[Point annotation records]

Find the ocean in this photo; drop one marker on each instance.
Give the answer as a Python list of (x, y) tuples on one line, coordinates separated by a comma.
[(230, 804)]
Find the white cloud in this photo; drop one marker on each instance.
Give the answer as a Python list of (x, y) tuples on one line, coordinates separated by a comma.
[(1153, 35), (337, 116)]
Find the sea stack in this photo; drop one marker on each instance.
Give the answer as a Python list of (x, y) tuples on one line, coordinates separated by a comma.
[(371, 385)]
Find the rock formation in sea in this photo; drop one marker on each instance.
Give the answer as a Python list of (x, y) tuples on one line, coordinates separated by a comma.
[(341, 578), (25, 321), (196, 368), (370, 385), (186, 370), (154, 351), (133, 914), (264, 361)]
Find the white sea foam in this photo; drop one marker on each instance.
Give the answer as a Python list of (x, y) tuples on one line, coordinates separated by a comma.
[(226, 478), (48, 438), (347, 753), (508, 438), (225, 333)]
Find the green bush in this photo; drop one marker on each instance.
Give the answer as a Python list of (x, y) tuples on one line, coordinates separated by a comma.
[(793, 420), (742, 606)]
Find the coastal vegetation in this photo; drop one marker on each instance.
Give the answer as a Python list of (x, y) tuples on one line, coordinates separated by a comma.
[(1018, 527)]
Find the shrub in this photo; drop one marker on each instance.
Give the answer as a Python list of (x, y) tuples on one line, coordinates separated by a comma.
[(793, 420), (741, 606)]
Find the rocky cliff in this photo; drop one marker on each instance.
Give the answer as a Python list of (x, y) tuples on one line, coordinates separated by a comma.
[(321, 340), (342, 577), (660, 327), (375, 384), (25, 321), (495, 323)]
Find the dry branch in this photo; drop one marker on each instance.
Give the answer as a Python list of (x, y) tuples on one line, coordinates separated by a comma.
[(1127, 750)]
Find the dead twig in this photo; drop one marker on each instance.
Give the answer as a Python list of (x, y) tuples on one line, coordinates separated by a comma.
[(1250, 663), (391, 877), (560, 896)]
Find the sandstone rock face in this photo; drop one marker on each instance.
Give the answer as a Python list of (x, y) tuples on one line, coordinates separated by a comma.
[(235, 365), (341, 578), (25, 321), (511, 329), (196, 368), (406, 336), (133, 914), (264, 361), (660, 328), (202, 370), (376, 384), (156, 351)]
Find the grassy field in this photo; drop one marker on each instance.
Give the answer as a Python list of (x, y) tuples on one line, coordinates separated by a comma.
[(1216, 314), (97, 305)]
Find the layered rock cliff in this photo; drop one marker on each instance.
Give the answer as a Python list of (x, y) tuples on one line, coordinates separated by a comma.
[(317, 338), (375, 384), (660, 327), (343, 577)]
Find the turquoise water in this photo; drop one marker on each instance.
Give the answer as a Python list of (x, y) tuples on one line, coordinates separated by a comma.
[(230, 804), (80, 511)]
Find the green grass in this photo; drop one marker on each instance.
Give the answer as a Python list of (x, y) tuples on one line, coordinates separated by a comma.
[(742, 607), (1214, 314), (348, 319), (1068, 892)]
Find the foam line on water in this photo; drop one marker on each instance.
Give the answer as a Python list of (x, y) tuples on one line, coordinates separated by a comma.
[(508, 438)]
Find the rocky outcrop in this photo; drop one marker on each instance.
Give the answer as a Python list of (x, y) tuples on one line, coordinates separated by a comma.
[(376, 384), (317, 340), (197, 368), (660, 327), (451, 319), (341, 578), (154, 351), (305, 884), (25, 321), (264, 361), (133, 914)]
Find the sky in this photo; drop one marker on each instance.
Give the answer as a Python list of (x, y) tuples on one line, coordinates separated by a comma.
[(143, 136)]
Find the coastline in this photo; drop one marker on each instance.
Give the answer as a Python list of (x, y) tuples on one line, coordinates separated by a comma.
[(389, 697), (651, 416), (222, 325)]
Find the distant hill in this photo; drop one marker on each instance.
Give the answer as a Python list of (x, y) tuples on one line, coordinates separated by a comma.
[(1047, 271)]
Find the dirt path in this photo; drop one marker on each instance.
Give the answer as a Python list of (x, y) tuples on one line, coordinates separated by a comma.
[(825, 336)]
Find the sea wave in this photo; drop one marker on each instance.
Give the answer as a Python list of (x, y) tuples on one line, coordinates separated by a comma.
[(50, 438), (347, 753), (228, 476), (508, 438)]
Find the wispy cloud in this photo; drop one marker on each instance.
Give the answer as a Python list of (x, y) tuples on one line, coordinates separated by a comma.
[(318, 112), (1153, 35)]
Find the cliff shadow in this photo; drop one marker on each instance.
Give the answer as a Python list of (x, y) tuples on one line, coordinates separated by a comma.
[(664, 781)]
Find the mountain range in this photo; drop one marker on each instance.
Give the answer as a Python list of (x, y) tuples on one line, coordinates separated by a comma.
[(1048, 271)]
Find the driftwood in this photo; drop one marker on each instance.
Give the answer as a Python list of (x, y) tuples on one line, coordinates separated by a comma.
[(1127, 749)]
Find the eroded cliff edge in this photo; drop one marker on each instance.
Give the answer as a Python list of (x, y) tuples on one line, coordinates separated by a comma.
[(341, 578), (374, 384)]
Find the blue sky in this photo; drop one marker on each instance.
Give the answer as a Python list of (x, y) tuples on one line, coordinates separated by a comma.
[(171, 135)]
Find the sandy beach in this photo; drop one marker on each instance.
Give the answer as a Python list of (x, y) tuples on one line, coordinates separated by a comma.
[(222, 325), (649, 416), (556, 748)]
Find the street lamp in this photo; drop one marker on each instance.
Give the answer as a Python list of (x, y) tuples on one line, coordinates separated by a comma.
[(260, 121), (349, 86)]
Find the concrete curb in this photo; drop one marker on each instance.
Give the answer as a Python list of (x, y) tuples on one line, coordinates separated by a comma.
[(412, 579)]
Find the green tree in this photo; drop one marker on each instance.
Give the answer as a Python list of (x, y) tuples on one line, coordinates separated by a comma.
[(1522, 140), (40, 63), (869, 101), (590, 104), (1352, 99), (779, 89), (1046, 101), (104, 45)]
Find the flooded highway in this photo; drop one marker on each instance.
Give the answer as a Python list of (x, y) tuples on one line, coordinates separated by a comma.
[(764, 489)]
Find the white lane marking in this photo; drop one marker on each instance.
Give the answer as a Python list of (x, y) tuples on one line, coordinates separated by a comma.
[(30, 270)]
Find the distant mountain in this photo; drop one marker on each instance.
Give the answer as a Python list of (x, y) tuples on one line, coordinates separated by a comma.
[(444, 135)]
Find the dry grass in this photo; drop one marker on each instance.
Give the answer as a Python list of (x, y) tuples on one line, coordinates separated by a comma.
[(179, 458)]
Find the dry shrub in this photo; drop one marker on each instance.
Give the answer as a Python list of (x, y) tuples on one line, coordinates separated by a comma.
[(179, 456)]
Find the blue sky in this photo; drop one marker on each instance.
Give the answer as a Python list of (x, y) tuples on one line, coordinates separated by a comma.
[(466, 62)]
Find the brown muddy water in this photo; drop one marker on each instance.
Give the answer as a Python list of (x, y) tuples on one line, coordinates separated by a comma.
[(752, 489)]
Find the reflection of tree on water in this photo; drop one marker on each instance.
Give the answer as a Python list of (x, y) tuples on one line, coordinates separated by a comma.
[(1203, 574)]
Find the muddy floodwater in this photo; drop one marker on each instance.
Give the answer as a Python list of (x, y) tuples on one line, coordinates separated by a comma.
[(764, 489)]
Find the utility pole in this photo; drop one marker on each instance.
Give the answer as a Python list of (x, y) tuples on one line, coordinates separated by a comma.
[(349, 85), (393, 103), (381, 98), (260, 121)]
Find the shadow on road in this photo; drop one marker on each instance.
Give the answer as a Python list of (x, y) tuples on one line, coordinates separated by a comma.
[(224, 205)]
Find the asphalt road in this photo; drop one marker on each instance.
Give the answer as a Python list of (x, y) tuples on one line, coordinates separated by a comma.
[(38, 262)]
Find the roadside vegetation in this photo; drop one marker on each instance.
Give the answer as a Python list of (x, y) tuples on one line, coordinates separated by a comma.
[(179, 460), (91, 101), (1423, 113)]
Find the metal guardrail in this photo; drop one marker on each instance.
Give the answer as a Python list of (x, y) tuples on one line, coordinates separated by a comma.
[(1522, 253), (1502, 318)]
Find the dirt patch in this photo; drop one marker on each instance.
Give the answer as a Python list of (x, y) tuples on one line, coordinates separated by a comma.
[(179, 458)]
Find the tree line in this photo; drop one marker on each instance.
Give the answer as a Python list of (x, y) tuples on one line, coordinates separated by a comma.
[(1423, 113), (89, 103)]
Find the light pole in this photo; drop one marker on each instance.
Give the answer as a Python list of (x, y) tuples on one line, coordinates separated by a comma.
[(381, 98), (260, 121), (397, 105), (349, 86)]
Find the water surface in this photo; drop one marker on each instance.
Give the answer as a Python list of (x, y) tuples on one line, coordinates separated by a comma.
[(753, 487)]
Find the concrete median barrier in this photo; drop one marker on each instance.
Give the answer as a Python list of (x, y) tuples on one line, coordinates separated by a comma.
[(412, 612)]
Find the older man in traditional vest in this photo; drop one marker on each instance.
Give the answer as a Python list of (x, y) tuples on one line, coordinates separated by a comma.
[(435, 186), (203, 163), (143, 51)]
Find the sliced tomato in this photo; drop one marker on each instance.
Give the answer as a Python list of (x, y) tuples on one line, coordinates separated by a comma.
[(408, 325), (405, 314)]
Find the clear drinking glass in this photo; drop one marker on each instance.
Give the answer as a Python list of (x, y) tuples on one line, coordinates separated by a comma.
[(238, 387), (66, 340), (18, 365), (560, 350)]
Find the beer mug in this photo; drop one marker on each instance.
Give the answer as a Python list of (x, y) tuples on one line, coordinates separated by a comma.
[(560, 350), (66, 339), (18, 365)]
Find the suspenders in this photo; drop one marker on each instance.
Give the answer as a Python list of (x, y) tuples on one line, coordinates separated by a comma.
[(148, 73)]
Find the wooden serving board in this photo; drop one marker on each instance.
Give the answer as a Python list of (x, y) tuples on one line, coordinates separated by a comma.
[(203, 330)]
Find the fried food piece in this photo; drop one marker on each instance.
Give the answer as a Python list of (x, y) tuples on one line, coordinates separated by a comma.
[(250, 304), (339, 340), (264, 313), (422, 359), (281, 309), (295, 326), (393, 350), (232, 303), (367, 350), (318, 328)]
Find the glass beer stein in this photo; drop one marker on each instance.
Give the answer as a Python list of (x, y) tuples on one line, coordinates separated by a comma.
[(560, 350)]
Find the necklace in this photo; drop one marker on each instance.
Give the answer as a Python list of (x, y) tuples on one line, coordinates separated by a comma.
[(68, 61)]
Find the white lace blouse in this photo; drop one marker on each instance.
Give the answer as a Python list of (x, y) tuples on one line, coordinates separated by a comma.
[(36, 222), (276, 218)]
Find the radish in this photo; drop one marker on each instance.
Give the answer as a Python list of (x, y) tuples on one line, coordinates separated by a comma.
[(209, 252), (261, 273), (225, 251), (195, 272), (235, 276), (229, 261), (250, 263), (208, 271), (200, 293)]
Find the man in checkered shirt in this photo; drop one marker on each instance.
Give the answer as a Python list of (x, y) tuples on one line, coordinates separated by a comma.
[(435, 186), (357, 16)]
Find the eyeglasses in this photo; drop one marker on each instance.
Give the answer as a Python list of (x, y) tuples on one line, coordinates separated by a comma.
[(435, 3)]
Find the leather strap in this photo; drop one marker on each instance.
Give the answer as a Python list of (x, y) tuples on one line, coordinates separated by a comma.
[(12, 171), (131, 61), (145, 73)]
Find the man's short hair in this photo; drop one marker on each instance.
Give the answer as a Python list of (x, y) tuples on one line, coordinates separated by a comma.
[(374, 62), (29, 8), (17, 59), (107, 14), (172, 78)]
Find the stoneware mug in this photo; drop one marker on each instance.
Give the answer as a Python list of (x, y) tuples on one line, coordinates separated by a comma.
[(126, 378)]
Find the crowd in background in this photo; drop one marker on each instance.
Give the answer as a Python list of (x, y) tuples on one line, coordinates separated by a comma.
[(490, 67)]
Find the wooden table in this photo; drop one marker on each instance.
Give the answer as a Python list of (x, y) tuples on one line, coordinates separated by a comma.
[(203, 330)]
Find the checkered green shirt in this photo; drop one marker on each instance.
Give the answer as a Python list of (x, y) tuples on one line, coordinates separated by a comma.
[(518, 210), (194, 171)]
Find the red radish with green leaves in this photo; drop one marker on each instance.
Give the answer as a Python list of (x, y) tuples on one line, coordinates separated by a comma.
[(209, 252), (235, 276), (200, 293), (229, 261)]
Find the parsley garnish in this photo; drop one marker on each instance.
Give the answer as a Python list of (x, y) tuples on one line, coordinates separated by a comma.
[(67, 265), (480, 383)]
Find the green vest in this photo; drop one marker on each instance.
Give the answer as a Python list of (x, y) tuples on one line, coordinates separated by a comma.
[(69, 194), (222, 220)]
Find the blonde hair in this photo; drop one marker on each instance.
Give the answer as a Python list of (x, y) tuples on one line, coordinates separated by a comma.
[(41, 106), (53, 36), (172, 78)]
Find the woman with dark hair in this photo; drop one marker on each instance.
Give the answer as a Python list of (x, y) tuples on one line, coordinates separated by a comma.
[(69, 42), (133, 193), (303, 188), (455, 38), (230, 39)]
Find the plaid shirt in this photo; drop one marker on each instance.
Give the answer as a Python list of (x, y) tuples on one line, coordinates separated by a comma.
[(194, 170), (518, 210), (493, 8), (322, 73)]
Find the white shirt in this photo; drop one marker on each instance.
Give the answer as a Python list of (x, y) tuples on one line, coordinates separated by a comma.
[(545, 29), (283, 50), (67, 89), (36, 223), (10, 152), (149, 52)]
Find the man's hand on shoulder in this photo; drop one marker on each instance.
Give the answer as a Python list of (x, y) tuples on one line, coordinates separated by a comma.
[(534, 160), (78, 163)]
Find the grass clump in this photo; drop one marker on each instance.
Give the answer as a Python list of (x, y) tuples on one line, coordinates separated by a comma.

■ What the task requires ■
Repeat the records verbatim, from the line containing "Find the metal" down through the line containing "[(560, 350), (66, 339), (18, 365)]", including both of those lines.

■ Answer to this task ■
Find the metal guardrail in this photo; drop one marker on each instance.
Give the answer as a Python list of (x, y) tuples on one line, coordinates separated by a comma.
[(1522, 253), (1502, 318)]
Find the dirt patch in this photo; drop one marker on each instance.
Give the answer as a Python list of (x, y) tuples on one line, coordinates separated by a comma.
[(179, 458)]
Find the tree line in this photo; drop one marker on each instance.
Give the answer as a Python list of (x, y) tuples on one line, coordinates separated by a comma.
[(1423, 113), (89, 103)]
Find the light pole in this photo; drop one marker on each instance.
Give the answer as a Python list of (x, y) tuples on one line, coordinates separated by a comma.
[(381, 98), (260, 121), (397, 105), (349, 86)]
Find the water surface in this photo; drop one marker on each instance.
Give the answer as a Python list of (x, y) tuples on one line, coordinates separated by a comma.
[(753, 487)]
Find the concrete median barrier in this photo; drop one marker on each instance.
Give the answer as a Python list of (x, y) tuples on one line, coordinates separated by a comma.
[(412, 612)]
Find the older man in traditional vest in this photo; drop one marker on each instance.
Give the answer as a Python list of (x, y) tuples on one line, coordinates separated by a comma.
[(435, 186), (203, 163), (143, 51)]
Find the sliced tomato in this photo; drop one marker on each instance.
Give the answer as a Python list of (x, y) tuples on one line, coordinates separated by a comma.
[(408, 325), (405, 314)]
Find the clear drinking glass in this photo; drop one marker on each instance.
Give the answer as a Python list of (x, y) tuples on one line, coordinates separated by a comma.
[(238, 387), (66, 340), (18, 365), (560, 350)]
Find the beer mug in this photo; drop one marker on each instance.
Give the answer as a Python list of (x, y) tuples on one line, coordinates separated by a comma.
[(560, 350), (66, 339), (18, 365)]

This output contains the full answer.